→ **YOUR TASK**: Extract every line of the records below verbatim, omitting the pictures.

→ **GIVEN RECORDS**:
=====
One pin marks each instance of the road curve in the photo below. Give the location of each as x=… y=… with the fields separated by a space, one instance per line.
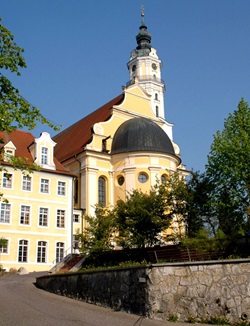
x=22 y=304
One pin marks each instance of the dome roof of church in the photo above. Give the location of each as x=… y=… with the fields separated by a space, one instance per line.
x=140 y=134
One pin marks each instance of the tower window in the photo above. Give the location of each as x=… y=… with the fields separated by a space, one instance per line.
x=142 y=177
x=44 y=155
x=120 y=180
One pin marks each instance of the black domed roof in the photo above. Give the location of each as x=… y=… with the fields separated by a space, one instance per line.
x=141 y=134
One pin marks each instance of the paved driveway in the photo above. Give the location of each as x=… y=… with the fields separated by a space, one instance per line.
x=22 y=304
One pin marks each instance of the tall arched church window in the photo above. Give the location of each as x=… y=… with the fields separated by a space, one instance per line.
x=102 y=191
x=157 y=111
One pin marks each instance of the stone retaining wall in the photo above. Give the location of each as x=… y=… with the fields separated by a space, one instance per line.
x=195 y=290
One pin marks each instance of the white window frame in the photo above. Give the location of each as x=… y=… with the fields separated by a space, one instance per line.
x=5 y=247
x=44 y=185
x=60 y=250
x=25 y=249
x=42 y=251
x=60 y=218
x=26 y=183
x=7 y=182
x=78 y=217
x=6 y=212
x=61 y=188
x=42 y=216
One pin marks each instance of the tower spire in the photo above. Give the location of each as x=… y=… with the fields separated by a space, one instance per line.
x=142 y=14
x=143 y=38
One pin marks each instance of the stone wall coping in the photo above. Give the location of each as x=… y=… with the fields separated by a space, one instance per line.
x=202 y=262
x=94 y=271
x=150 y=266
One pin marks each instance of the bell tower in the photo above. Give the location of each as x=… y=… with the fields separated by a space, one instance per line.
x=145 y=66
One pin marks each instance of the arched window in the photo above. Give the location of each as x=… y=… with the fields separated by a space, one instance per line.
x=44 y=155
x=102 y=191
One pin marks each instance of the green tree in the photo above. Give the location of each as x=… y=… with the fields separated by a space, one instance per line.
x=142 y=217
x=99 y=235
x=15 y=111
x=228 y=172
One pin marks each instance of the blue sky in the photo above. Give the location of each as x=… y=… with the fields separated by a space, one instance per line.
x=77 y=51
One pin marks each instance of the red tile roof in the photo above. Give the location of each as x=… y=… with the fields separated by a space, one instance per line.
x=72 y=140
x=22 y=140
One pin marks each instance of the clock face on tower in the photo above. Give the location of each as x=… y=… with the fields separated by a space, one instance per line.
x=154 y=66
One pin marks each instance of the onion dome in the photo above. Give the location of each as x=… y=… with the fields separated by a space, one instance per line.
x=140 y=134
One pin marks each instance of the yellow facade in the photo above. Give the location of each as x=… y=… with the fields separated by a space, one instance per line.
x=36 y=220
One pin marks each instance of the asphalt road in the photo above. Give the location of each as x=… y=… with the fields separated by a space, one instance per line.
x=22 y=304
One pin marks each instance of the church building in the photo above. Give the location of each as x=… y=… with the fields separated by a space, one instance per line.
x=127 y=143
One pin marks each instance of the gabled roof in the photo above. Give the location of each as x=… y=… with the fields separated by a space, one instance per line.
x=22 y=141
x=72 y=140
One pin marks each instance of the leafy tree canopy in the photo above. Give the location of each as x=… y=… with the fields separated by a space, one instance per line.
x=228 y=171
x=15 y=111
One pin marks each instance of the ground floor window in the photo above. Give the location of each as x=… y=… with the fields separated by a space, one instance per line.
x=4 y=246
x=41 y=251
x=59 y=251
x=23 y=251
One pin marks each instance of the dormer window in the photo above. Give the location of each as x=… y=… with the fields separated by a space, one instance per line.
x=8 y=154
x=42 y=151
x=44 y=155
x=9 y=151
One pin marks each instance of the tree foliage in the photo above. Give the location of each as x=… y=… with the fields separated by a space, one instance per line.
x=141 y=218
x=98 y=236
x=15 y=111
x=228 y=172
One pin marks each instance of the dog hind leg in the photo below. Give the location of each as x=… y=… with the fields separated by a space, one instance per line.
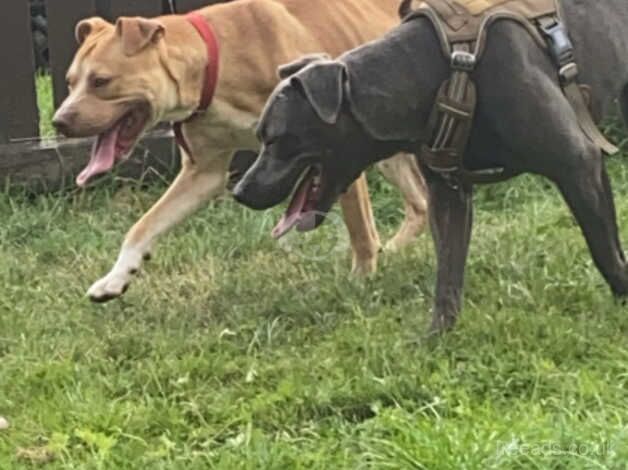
=====
→ **EXERCISE RESULT**:
One pin marks each instance of the road curve in the photo below. Give the location of each as x=… y=… with the fields separated by a space, one instance per line.
x=22 y=304
One pin marks each instance of the dome roof of church in the photo above. Give the location of each as x=… y=… with the fields separated by a space, one instance per line.
x=140 y=134
One pin marks each instance of the tower window in the photo above. Give the location of each as x=… y=… with the fields separated by a space, one instance per line.
x=142 y=177
x=44 y=155
x=120 y=180
One pin marks each instance of the black domed roof in the photo above. Give the location of each as x=… y=… with the fields separated by a space, one instance per line.
x=141 y=134
One pin marks each instance of the paved driveway in the photo above. Give the location of each as x=… y=… with the fields separated by a space, one instance per line.
x=22 y=304
One pin marks each instance of the tall arched church window in the photo above. Give the location of each as x=… y=… with the fields separated by a space, one instance per line.
x=102 y=191
x=157 y=111
One pin marks each instance of the stone retaining wall in the photo above. Give the location of each as x=… y=… with the fields separated by a space, one instance per line.
x=195 y=290
One pin marks each instance of the white window frame in the photo above. Give the location of each as x=… y=… with the fields separated by a space, one instance per line.
x=5 y=247
x=44 y=185
x=60 y=250
x=25 y=249
x=42 y=251
x=60 y=218
x=26 y=183
x=7 y=182
x=78 y=217
x=6 y=212
x=61 y=188
x=42 y=216
One pin marks each instance of the tower spire in the photo above. Give the location of each as x=… y=… with the fields separated by a space, one instance per line.
x=142 y=14
x=143 y=38
One pin marks each instance of the stone wall coping in the photo above. Give the location of each as x=… y=… with the fields separated by a space, one instance per line.
x=202 y=262
x=94 y=271
x=150 y=266
One pin marks each instance of the bell tower in the photo above. Give the location of each as x=… y=… with the fields separated by a space, one instance per line.
x=145 y=66
One pin marks each instance of the arched window in the photo above. Give the location of each as x=… y=… with the fields separated by a space, one instance per line.
x=44 y=155
x=102 y=191
One pin marks each instance of the green tree in the photo above. Give the location of each as x=… y=… with the fields separated by a space, one instance per line.
x=142 y=217
x=99 y=235
x=15 y=111
x=228 y=172
One pin marks each instance of the blue sky in the photo above. Give the location of each as x=… y=… with the fields separated by a space, one instance per line.
x=77 y=51
One pin marks each instance of the red tile roof in the photo above. Give the location of each as x=… y=… with the fields separated by a space, one instance per line.
x=72 y=140
x=22 y=140
One pin marks each instance of the clock face on tower in the photo above. Give the location of each as x=… y=… with the fields separated by a space, one instance per line.
x=154 y=66
One pin marks each instance of the onion dome in the photo above. Give the location of each as x=… y=… with the fields separated by a space, one instance per line.
x=140 y=134
One pin marks each instance of the yellow facade in the photo above. Give the location of each as x=… y=… with the fields separated by a space, one instance per line.
x=36 y=220
One pin marks each instance of the asphalt road in the photo above. Give the location of each as x=… y=… with the fields separated by a space, one instance per line.
x=22 y=304
One pin marks each instance of the church building in the photo above. Give the location of each as x=… y=… with the fields separated by a space, one instance per line.
x=127 y=143
One pin marks each instance of the gabled roof in the photo above. Give the location of each as x=… y=… with the fields separated by a space, one instance per line.
x=22 y=141
x=72 y=140
One pin marks each instance of the leafy tree canopy in the photo above. Give the location of each as x=… y=… with the fields separated by a space, one instance per line.
x=228 y=171
x=15 y=111
One pin marks each instance of the ground floor window in the photo above. Give the location of each as x=… y=… with the fields separated by a space, one instance per line.
x=4 y=246
x=41 y=251
x=59 y=251
x=23 y=251
One pin marks each instance of the dormer window in the photo above. Give the location of each as x=… y=… with the fields separated by a space, one instance per line.
x=8 y=154
x=42 y=151
x=44 y=155
x=9 y=151
One pin marks each instance of the tree foliage in the photo above. Give the location of each as x=… y=… with the fields separated by a space, one instance per line.
x=141 y=218
x=98 y=236
x=15 y=111
x=228 y=172
One pin marks each instance of the dog hind leg in the photo below. Give the location of each as x=… y=… with the fields separated by a space, one instance per line.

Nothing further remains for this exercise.